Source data
————

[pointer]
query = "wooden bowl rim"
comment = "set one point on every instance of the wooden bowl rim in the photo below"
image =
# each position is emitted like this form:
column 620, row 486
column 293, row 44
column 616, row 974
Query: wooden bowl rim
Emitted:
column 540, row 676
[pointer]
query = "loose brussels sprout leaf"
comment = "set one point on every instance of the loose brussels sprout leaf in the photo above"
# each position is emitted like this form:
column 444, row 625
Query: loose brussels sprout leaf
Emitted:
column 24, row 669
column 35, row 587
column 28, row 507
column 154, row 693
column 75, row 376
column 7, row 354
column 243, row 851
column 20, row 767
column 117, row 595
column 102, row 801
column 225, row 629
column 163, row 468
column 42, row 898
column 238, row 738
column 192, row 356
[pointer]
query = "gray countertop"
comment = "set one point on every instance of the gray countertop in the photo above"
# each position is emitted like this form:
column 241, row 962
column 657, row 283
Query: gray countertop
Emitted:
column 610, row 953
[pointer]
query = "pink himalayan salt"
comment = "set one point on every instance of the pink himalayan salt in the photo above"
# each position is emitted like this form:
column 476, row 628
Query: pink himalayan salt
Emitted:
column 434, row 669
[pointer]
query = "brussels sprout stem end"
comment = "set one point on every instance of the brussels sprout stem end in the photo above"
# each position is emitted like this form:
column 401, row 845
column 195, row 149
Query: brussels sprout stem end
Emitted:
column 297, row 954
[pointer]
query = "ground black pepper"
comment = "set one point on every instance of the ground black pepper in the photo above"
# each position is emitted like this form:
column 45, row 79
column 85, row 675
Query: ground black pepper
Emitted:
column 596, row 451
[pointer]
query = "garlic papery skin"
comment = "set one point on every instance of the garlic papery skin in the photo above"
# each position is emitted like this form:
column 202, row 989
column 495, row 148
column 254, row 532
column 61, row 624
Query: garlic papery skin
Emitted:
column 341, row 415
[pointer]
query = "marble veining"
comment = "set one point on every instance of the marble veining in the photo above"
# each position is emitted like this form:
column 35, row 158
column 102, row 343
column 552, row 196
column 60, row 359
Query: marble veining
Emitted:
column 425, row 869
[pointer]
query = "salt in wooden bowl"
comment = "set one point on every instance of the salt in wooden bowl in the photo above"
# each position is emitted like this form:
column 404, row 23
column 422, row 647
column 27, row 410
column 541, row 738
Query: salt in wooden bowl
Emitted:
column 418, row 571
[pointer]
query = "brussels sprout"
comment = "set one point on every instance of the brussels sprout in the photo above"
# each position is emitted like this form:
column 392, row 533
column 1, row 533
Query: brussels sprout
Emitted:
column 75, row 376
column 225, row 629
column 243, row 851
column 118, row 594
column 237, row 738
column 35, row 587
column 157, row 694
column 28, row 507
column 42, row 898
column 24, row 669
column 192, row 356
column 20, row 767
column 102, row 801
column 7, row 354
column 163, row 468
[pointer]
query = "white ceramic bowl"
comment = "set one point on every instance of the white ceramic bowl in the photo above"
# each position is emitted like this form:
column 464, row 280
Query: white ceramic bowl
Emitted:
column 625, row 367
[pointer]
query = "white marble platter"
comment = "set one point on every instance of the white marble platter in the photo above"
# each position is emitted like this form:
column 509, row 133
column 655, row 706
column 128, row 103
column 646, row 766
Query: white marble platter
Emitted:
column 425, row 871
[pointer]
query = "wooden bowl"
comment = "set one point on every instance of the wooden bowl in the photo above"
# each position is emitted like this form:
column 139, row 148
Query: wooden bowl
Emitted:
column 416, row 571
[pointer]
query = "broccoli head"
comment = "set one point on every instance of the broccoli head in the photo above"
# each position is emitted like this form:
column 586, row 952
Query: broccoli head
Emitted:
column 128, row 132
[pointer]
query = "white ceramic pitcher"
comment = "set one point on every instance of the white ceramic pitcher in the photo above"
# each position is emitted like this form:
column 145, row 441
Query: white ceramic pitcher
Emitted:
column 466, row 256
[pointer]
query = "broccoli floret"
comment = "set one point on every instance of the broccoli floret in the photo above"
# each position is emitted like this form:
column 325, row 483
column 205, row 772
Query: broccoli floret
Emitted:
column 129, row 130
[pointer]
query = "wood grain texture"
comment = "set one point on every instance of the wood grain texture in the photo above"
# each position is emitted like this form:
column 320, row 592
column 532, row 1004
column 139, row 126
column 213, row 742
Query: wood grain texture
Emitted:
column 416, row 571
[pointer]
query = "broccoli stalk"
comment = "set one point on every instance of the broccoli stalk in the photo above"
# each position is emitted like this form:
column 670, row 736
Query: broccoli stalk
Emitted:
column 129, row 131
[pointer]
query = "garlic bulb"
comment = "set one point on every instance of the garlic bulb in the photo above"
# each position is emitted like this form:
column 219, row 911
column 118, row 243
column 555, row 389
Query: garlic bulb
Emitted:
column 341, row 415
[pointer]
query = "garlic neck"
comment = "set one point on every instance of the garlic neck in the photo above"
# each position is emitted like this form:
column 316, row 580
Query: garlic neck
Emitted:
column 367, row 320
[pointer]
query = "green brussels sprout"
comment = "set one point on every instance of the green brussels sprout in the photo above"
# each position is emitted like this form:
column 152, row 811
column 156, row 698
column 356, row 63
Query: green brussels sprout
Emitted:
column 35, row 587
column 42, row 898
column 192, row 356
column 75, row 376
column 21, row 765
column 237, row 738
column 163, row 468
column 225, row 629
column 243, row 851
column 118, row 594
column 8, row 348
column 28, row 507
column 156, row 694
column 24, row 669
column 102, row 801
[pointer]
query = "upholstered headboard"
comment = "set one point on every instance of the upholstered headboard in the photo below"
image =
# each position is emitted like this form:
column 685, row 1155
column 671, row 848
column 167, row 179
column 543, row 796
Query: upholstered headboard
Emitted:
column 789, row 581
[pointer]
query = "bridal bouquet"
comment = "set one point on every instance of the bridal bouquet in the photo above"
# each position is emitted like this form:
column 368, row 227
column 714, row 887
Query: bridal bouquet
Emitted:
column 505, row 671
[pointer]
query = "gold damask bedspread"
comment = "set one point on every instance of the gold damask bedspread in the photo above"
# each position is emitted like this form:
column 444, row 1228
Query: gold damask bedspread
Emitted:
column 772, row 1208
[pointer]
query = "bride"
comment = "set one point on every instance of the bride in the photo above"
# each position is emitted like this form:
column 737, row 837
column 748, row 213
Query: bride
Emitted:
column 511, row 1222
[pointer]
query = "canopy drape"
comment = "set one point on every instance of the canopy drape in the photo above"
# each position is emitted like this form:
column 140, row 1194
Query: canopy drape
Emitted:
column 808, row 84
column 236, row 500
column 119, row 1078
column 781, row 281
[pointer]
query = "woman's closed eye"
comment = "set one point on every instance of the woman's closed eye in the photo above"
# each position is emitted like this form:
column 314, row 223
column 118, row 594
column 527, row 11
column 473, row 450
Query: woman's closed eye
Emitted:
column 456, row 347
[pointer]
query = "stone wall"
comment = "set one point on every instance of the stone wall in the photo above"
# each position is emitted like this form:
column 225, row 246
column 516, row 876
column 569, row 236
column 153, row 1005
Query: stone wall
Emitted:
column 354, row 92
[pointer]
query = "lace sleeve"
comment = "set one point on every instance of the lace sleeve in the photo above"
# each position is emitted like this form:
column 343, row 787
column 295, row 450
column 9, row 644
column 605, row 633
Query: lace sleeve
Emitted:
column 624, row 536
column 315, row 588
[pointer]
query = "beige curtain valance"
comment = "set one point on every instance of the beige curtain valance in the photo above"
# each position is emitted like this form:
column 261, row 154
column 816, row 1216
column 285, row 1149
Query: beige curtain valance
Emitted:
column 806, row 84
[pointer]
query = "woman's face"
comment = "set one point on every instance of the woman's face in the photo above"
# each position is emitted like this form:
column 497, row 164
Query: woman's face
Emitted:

————

_Task objective:_
Reproduce all of the items above, switching each occurrence of "pointer" to "locator" and keeping every other character the same.

_Written solution:_
[locator]
query = "wooden bowl rim"
comment = "set one point on every instance of the wooden bowl rim in the photo below"
image =
# each position is emitted like this form:
column 620, row 486
column 293, row 44
column 616, row 974
Query: wooden bowl rim
Emitted:
column 540, row 676
[locator]
query = "loose brussels sprout leaf"
comment = "set one point on every instance of the loose brussels sprout leaf in the photo above"
# each position is emitted like this form:
column 444, row 625
Query: loose brussels sprout leaf
Emitted:
column 24, row 669
column 35, row 587
column 28, row 507
column 154, row 693
column 75, row 376
column 7, row 354
column 243, row 851
column 20, row 767
column 117, row 595
column 102, row 801
column 225, row 629
column 163, row 468
column 42, row 898
column 238, row 738
column 192, row 356
[locator]
query = "gray countertop"
comment = "set one point on every instance of the gray countertop in the photo above"
# each position is emitted like this form:
column 241, row 962
column 657, row 283
Query: gray countertop
Emitted:
column 610, row 953
[locator]
query = "pink himalayan salt"
comment = "set one point on every instance of the pink himalayan salt in the photo above"
# each position is emitted like this form:
column 476, row 628
Query: pink himalayan salt
Emitted:
column 434, row 669
[locator]
query = "brussels sprout stem end"
comment = "set one point on every instance of the brussels sprout stem end in the photo above"
# each position is emitted like this form:
column 401, row 845
column 195, row 149
Query: brussels sprout stem end
Emitted:
column 297, row 954
[locator]
query = "ground black pepper"
comment = "set one point on every instance of the ground black pepper in the photo above"
# each position is emitted like this form:
column 45, row 79
column 85, row 675
Query: ground black pepper
Emitted:
column 596, row 451
[locator]
query = "garlic papery skin"
comment = "set one point on every instance of the garlic papery skin in the photo above"
# each position is emitted like this form:
column 202, row 989
column 495, row 148
column 254, row 532
column 61, row 624
Query: garlic papery skin
Emitted:
column 341, row 415
[locator]
query = "marble veining"
comment = "set one point on every instance of the marble veining in the photo above"
# each position is emitted like this form:
column 35, row 158
column 102, row 343
column 552, row 196
column 60, row 359
Query: marble veining
Emitted:
column 425, row 869
[locator]
query = "salt in wooden bowl"
comment = "set one point on every instance of the salt in wooden bowl in the photo above"
# each position is emitted like this form:
column 404, row 23
column 422, row 647
column 27, row 410
column 541, row 738
Query: salt in wooden bowl
Emitted:
column 418, row 571
[locator]
query = "brussels sprout"
comment = "set one point on every instance of the brussels sprout in the photo above"
# each position is emitted like this form:
column 392, row 533
column 1, row 533
Query: brussels sprout
Emitted:
column 75, row 376
column 225, row 629
column 243, row 851
column 118, row 594
column 237, row 738
column 35, row 587
column 157, row 694
column 28, row 507
column 42, row 898
column 24, row 669
column 192, row 356
column 20, row 767
column 102, row 801
column 7, row 354
column 163, row 468
[locator]
query = "white ceramic bowl"
comment = "set one point on every instance of the white ceramic bowl in the photo above"
# each position is emitted like this form:
column 464, row 280
Query: white ceramic bowl
Emitted:
column 625, row 367
[locator]
query = "white marble platter"
comment = "set one point on every instance of the white marble platter in the photo above"
# each position is emitted like this form:
column 509, row 133
column 655, row 706
column 128, row 103
column 646, row 766
Query: white marble platter
Emitted:
column 425, row 871
[locator]
query = "wooden bowl"
comment = "set one point on every instance of the wooden bowl in the photo above"
# each position is emitted like this form:
column 139, row 148
Query: wooden bowl
Emitted:
column 416, row 571
[locator]
query = "broccoli head"
comment = "set one point on every instance of the broccoli head in the photo above"
# each position is emitted like this form:
column 586, row 952
Query: broccoli head
Emitted:
column 128, row 132
[locator]
query = "white ceramic pitcher"
comment = "set one point on every instance of the white ceramic pitcher in the photo above"
# each position is emitted like this form:
column 145, row 441
Query: white ceramic pitcher
Emitted:
column 466, row 256
[locator]
query = "broccoli floret"
comment = "set one point on every instance of the broccoli floret in the photo above"
# each position is emitted like this form:
column 325, row 483
column 205, row 772
Query: broccoli floret
Emitted:
column 129, row 130
[locator]
query = "wood grain texture"
comment = "set one point on every instance of the wood grain texture in the photo above"
# each position is emitted like this form:
column 320, row 592
column 532, row 1004
column 139, row 126
column 213, row 742
Query: wood grain texture
Emitted:
column 416, row 571
[locator]
query = "broccoli stalk"
comment = "set one point on every instance of the broccoli stalk in the photo above"
# each position is emitted like this form:
column 670, row 736
Query: broccoli stalk
Emitted:
column 129, row 131
[locator]
query = "garlic bulb"
comment = "set one point on every instance of the garlic bulb in the photo above"
# each position is emitted like this form:
column 219, row 911
column 118, row 243
column 555, row 389
Query: garlic bulb
Emitted:
column 341, row 415
[locator]
query = "garlic neck"
comment = "set one point on every instance of the garlic neck in the photo above"
# each position is emitted like this form:
column 316, row 580
Query: garlic neck
Emitted:
column 367, row 320
[locator]
query = "green brussels sprout"
comment = "set one point on every instance of the green brussels sprout in the photo above"
# each position is emitted like this form:
column 152, row 811
column 156, row 698
column 356, row 63
Query: green brussels sprout
Emitted:
column 35, row 587
column 42, row 898
column 192, row 356
column 75, row 376
column 21, row 765
column 237, row 738
column 163, row 468
column 225, row 629
column 243, row 851
column 118, row 594
column 8, row 348
column 28, row 507
column 156, row 694
column 24, row 669
column 102, row 801
[locator]
query = "upholstered headboard"
comment = "set one point on every instance of the upholstered headboard in the photo below"
image =
# each position is emitted like this form:
column 685, row 1155
column 671, row 848
column 167, row 179
column 543, row 796
Query: upholstered headboard
Emitted:
column 789, row 581
[locator]
query = "bridal bouquet"
comment = "set one point on every instance of the bridal bouquet in the photo above"
# each position is emitted like this form:
column 368, row 227
column 714, row 887
Query: bridal bouquet
Emitted:
column 505, row 671
[locator]
query = "gold damask bedspread"
comment = "set one point on every instance of the gold damask bedspread in the photo above"
# each position is emitted like this form:
column 444, row 1228
Query: gold damask bedspread
Emitted:
column 772, row 1208
[locator]
query = "bride"
comment = "set one point on every instance of the bride in the photo above"
# each position is emitted like this form:
column 737, row 837
column 748, row 213
Query: bride
Emitted:
column 511, row 1222
[locator]
query = "canopy drape"
comment = "set one point on every instance of the canopy drape in the photo above"
# each position is emitted like this form:
column 140, row 1194
Query: canopy drape
Emitted:
column 808, row 84
column 236, row 500
column 119, row 1078
column 781, row 281
[locator]
query = "woman's closed eye"
comment = "set one point on every instance of the woman's closed eye in the photo above"
# each position is emitted like this form:
column 314, row 223
column 118, row 594
column 527, row 11
column 473, row 450
Query: woman's closed eye
Emitted:
column 456, row 347
[locator]
query = "stone wall"
comment = "set one point on every instance of the stone wall in the photo above"
# each position is emitted like this form:
column 225, row 246
column 516, row 876
column 569, row 236
column 153, row 1005
Query: stone wall
Emitted:
column 354, row 92
[locator]
query = "lace sleeve"
comment = "set one point on every instance of the lace sleeve in the photo above"
# each position is emitted like this form:
column 343, row 787
column 295, row 450
column 9, row 644
column 605, row 633
Query: lace sleeve
Emitted:
column 624, row 536
column 315, row 588
[locator]
query = "beige curtain valance"
comment = "set one point on every instance of the beige curtain valance in the photo above"
# each position is emitted like this form:
column 261, row 154
column 816, row 1216
column 285, row 1149
Query: beige curtain valance
Emitted:
column 806, row 84
[locator]
query = "woman's face"
comment = "set one point on every instance of the woman's face in the photo above"
# each position is emitted like this form:
column 497, row 164
Query: woman's face
Emitted:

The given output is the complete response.